Skip to content

Workload Attribution with Sqlcommenter

pg_stat_statements ranks queries by total cost, but ranks them by fingerprint — not by the controller, route, or background job that issued them. A fingerprint that burns 18% of database time is useful; knowing that 14 of those 18 points come from one report-generation cron and the rest from the customer-facing checkout is what actually drives prioritization. Sqlcommenter is the bridge: it prepends a structured comment to every statement, Postgres preserves the comment in pg_stat_statements, and a few lines of SQL roll execution time up to whichever dimension you tagged.

This guide assumes sqlcommenter is already wired into your app — if not, start with Sqlcommenter for Postgres for the ORM-by-ORM setup. What follows is the database-side half: how to write the attribution SQL yourself, how to read the results, and how to decide what to instrument first.

The shape of an attributed row

With sqlcommenter on, every row in pg_stat_statements keeps the leading comment intact. A SELECT from pg_stat_statements looks like this:

SELECT left(query, 120), calls, total_exec_time
FROM pg_stat_statements
ORDER BY total_exec_time DESC
LIMIT 3;

-- /*controller='checkout',action='create',route='/cart/checkout'*/ INSERT INTO orders ...
-- /*controller='reports',action='daily',job='report_cron'*/ SELECT ... FROM orders JOIN ...
-- /*controller='catalog',action='show',route='/product/:id'*/ SELECT ... FROM products WHERE id = $1

Each comment is a comma-separated list of key='url-encoded-value' pairs. The same controller/action combo will appear with the same comment across every shape of query it issues, which is what makes the rollup cheap.

Extracting the call-site key

The minimum useful key is controller + action. Pull them out with a regex:

WITH tagged AS (
  SELECT
    queryid,
    calls,
    total_exec_time,
    rows,
    (regexp_match(query, $$controller='([^']+)'$$))[1] AS controller,
    (regexp_match(query, $$action='([^']+)'$$))[1]     AS action,
    (regexp_match(query, $$route='([^']+)'$$))[1]      AS route
  FROM pg_stat_statements
)
SELECT
  coalesce(controller, '<untagged>') AS controller,
  coalesce(action,     '<untagged>') AS action,
  count(*)                            AS fingerprints,
  sum(calls)                          AS calls,
  round(sum(total_exec_time)::numeric, 1) AS total_ms,
  round(sum(total_exec_time)::numeric / nullif(sum(calls), 0), 2) AS avg_ms
FROM tagged
GROUP BY controller, action
ORDER BY total_ms DESC
LIMIT 25;

The output is your call-site ledger: which controller+action pair owns the most database time, how many distinct query fingerprints it spans, and how much each invocation costs on average. A high fingerprints count for one controller usually means dynamic query building (an ORM stitching joins together by argument shape) — those call-sites are the most fragile under schema change.

The unattributed share is a number, not a footnote

Untagged rows fall into the <untagged> bucket. The fraction of total execution time in that bucket is the single most important number on the rollup:

WITH tagged AS (
  SELECT
    total_exec_time,
    (regexp_match(query, $$controller='([^']+)'$$))[1] AS controller
  FROM pg_stat_statements
),
totals AS (
  SELECT
    sum(total_exec_time) FILTER (WHERE controller IS NOT NULL) AS attributed_ms,
    sum(total_exec_time) FILTER (WHERE controller IS NULL)     AS unattributed_ms,
    sum(total_exec_time)                                       AS total_ms
  FROM tagged
)

# # #

» **TASK STATEMENT**:
Copy the part of the sqlcommenter guide that starts at the words "With sqlcommenter on, every" and ends after the words "INTO orders ...". The entries have nothing to do with the sqlcommenter guide.

» **EXTRACTED ENTRIES**:

# # #

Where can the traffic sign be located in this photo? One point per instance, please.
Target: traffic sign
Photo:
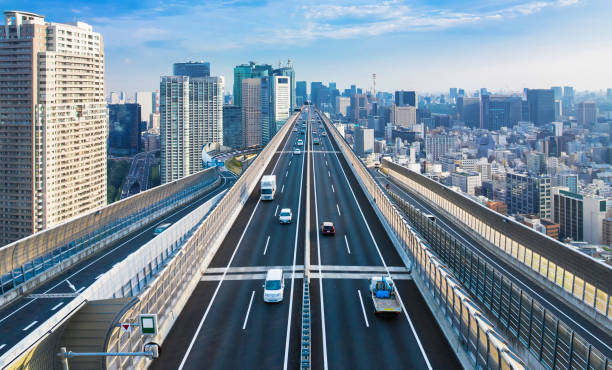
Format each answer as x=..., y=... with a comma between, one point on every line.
x=148, y=324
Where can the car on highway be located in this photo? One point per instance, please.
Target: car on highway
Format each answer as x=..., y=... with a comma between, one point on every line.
x=327, y=228
x=161, y=228
x=274, y=286
x=285, y=216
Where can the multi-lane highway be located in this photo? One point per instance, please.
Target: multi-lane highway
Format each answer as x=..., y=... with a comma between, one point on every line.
x=596, y=335
x=19, y=318
x=227, y=325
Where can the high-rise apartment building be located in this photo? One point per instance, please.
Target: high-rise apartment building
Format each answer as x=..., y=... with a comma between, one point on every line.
x=191, y=69
x=191, y=112
x=53, y=123
x=526, y=194
x=541, y=106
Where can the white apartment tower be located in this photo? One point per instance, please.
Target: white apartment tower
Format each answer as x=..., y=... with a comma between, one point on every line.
x=53, y=123
x=191, y=116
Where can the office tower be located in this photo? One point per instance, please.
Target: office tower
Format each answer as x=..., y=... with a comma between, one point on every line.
x=251, y=112
x=568, y=180
x=438, y=145
x=541, y=106
x=406, y=98
x=124, y=129
x=281, y=95
x=359, y=107
x=251, y=70
x=527, y=194
x=580, y=218
x=301, y=95
x=232, y=126
x=403, y=116
x=466, y=181
x=191, y=112
x=52, y=137
x=364, y=141
x=586, y=113
x=146, y=100
x=191, y=69
x=468, y=110
x=287, y=71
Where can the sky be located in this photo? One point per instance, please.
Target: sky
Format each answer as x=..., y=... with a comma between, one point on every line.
x=423, y=45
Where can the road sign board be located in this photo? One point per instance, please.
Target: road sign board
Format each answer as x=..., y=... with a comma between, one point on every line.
x=148, y=324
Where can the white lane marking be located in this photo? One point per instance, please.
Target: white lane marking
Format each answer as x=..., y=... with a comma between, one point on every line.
x=212, y=300
x=384, y=263
x=498, y=266
x=29, y=326
x=365, y=317
x=266, y=248
x=106, y=254
x=346, y=241
x=323, y=332
x=246, y=317
x=297, y=231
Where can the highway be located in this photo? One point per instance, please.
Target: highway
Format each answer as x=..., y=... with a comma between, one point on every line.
x=226, y=324
x=19, y=318
x=595, y=335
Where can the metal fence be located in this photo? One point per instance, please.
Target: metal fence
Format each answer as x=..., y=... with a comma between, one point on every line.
x=551, y=341
x=486, y=347
x=29, y=257
x=586, y=279
x=179, y=277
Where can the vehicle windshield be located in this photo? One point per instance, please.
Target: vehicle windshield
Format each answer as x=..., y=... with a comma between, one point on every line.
x=273, y=285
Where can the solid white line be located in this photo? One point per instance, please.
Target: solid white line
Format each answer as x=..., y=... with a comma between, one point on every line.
x=102, y=256
x=266, y=248
x=474, y=248
x=365, y=317
x=346, y=241
x=314, y=177
x=384, y=264
x=29, y=326
x=297, y=231
x=246, y=317
x=195, y=336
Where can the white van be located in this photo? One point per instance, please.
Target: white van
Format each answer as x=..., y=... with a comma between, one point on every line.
x=274, y=286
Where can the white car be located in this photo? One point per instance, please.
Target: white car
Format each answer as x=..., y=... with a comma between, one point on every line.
x=274, y=286
x=285, y=216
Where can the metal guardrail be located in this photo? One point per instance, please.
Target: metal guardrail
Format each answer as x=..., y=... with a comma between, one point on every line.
x=587, y=280
x=486, y=347
x=30, y=257
x=551, y=341
x=169, y=292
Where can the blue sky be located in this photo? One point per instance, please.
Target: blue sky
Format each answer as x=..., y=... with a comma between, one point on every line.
x=423, y=45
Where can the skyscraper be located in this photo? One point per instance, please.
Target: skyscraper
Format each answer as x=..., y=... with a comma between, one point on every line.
x=52, y=133
x=191, y=111
x=541, y=106
x=191, y=69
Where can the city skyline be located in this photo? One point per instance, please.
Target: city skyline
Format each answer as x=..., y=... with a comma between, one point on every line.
x=522, y=43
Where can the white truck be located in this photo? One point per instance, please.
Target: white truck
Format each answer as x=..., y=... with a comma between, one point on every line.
x=384, y=295
x=268, y=187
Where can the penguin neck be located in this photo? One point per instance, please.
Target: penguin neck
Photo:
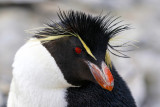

# # #

» **EXERCISE OUTPUT**:
With sqlcommenter on, every row in pg_stat_statements keeps the leading comment intact. A SELECT from pg_stat_statements looks like this:

SELECT left(query, 120), calls, total_exec_time
FROM pg_stat_statements
ORDER BY total_exec_time DESC
LIMIT 3;

-- /*controller='checkout',action='create',route='/cart/checkout'*/ INSERT INTO orders ...